STATED GOAL: Count how many lines in the records below contain the word "harbor", and give only that number.

Entries from an annotation dataset:
____________
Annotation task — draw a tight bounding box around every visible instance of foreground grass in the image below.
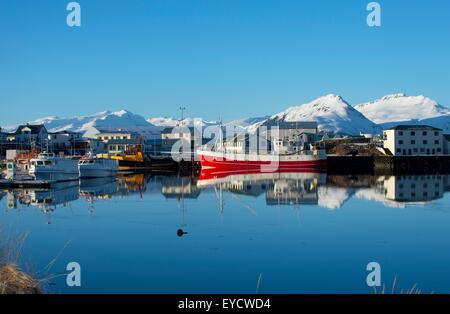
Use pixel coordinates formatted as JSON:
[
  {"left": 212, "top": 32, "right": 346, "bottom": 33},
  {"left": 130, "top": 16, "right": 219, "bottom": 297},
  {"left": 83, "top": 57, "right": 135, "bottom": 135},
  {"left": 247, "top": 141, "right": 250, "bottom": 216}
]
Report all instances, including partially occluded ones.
[
  {"left": 0, "top": 264, "right": 42, "bottom": 294},
  {"left": 0, "top": 229, "right": 43, "bottom": 294}
]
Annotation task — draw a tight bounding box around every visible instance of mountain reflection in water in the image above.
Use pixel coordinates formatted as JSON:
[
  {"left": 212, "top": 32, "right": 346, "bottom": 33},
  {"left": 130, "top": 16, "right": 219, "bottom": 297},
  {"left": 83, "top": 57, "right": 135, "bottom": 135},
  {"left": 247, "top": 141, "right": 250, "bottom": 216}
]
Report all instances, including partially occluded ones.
[{"left": 0, "top": 173, "right": 450, "bottom": 212}]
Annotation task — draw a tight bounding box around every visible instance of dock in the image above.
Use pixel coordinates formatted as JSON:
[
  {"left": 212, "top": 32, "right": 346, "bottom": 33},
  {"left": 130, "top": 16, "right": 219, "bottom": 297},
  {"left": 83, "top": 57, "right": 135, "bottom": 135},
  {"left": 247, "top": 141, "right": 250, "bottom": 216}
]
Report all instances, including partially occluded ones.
[{"left": 327, "top": 155, "right": 450, "bottom": 175}]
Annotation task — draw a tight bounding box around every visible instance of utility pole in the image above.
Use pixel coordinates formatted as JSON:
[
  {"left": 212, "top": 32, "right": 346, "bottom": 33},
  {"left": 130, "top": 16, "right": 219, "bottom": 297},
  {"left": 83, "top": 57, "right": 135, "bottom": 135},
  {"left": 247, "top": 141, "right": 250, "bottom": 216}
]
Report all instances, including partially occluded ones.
[{"left": 180, "top": 106, "right": 186, "bottom": 123}]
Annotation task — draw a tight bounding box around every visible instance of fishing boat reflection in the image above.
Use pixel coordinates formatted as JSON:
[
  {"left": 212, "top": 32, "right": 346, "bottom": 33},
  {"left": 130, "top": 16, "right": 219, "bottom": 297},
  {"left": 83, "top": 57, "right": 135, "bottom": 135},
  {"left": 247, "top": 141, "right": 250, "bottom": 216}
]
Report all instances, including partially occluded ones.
[
  {"left": 161, "top": 176, "right": 201, "bottom": 199},
  {"left": 14, "top": 181, "right": 79, "bottom": 212},
  {"left": 197, "top": 169, "right": 326, "bottom": 205},
  {"left": 80, "top": 177, "right": 119, "bottom": 202},
  {"left": 319, "top": 175, "right": 450, "bottom": 209}
]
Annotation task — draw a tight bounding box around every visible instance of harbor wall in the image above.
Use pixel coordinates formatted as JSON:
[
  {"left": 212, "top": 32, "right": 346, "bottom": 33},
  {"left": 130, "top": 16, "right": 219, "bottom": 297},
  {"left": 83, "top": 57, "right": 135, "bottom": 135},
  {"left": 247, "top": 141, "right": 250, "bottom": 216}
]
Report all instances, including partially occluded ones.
[{"left": 327, "top": 155, "right": 450, "bottom": 175}]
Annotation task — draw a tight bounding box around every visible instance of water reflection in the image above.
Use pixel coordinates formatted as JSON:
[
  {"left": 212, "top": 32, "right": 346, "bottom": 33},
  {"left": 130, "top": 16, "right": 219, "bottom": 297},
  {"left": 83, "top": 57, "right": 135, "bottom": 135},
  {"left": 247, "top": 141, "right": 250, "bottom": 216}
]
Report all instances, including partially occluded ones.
[{"left": 0, "top": 171, "right": 450, "bottom": 212}]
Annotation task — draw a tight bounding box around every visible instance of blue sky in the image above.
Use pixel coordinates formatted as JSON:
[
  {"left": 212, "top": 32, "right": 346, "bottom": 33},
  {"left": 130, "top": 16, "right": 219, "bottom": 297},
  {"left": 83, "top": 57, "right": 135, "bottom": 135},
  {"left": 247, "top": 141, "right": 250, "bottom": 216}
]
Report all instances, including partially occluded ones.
[{"left": 0, "top": 0, "right": 450, "bottom": 125}]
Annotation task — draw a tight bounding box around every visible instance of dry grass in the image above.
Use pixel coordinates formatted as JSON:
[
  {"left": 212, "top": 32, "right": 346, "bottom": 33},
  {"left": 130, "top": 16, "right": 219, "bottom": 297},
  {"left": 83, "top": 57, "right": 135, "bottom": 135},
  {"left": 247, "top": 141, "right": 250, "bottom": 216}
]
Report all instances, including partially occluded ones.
[
  {"left": 0, "top": 264, "right": 42, "bottom": 294},
  {"left": 373, "top": 276, "right": 433, "bottom": 294},
  {"left": 0, "top": 230, "right": 43, "bottom": 294}
]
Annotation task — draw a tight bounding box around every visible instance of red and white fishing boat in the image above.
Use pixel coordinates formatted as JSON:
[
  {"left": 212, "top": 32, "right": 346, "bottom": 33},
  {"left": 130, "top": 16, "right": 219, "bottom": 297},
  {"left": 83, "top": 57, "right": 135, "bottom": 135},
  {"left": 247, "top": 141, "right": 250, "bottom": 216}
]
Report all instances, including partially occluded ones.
[
  {"left": 197, "top": 150, "right": 327, "bottom": 172},
  {"left": 197, "top": 132, "right": 327, "bottom": 172}
]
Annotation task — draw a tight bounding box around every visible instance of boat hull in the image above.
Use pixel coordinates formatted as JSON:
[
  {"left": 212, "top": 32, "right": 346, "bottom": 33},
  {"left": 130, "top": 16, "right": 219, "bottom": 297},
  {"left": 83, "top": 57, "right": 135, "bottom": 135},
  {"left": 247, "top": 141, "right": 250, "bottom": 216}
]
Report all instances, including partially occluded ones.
[
  {"left": 198, "top": 152, "right": 327, "bottom": 172},
  {"left": 31, "top": 170, "right": 79, "bottom": 182},
  {"left": 80, "top": 167, "right": 118, "bottom": 178}
]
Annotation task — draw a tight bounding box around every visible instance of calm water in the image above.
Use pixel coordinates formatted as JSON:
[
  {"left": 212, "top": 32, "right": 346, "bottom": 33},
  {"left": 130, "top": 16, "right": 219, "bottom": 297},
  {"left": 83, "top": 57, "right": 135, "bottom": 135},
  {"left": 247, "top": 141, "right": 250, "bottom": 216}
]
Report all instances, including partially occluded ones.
[{"left": 0, "top": 174, "right": 450, "bottom": 293}]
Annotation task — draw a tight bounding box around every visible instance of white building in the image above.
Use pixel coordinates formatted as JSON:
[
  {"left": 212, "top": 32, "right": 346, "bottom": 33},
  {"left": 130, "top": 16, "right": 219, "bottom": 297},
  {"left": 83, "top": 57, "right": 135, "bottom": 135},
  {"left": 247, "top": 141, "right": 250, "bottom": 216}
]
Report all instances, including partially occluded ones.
[
  {"left": 48, "top": 131, "right": 83, "bottom": 150},
  {"left": 7, "top": 124, "right": 48, "bottom": 147},
  {"left": 95, "top": 131, "right": 144, "bottom": 142},
  {"left": 444, "top": 134, "right": 450, "bottom": 155},
  {"left": 161, "top": 126, "right": 203, "bottom": 153},
  {"left": 383, "top": 125, "right": 444, "bottom": 156},
  {"left": 384, "top": 175, "right": 445, "bottom": 203}
]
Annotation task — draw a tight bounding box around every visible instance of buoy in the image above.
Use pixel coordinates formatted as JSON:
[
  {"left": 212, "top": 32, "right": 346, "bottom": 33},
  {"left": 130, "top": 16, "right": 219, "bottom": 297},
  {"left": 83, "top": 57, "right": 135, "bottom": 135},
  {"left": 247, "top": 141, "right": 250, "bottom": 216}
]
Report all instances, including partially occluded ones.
[{"left": 177, "top": 229, "right": 187, "bottom": 237}]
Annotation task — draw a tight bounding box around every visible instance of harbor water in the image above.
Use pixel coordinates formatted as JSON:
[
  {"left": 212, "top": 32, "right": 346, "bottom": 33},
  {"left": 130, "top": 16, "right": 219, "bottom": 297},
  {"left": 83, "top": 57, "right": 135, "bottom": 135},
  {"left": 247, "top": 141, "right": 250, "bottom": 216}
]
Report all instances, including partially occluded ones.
[{"left": 0, "top": 174, "right": 450, "bottom": 294}]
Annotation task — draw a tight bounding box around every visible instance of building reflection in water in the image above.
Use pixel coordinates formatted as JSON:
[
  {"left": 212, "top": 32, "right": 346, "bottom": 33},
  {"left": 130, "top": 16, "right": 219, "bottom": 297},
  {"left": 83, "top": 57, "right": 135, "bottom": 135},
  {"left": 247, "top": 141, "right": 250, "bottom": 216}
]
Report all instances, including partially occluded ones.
[
  {"left": 0, "top": 172, "right": 450, "bottom": 213},
  {"left": 383, "top": 175, "right": 448, "bottom": 203}
]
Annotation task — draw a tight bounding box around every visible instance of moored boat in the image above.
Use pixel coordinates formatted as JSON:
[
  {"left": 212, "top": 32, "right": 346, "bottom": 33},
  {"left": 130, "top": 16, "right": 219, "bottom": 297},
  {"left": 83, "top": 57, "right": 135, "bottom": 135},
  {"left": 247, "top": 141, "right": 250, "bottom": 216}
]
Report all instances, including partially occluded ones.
[
  {"left": 30, "top": 153, "right": 79, "bottom": 182},
  {"left": 197, "top": 150, "right": 327, "bottom": 172},
  {"left": 78, "top": 157, "right": 119, "bottom": 178}
]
____________
TASK OUTPUT: 2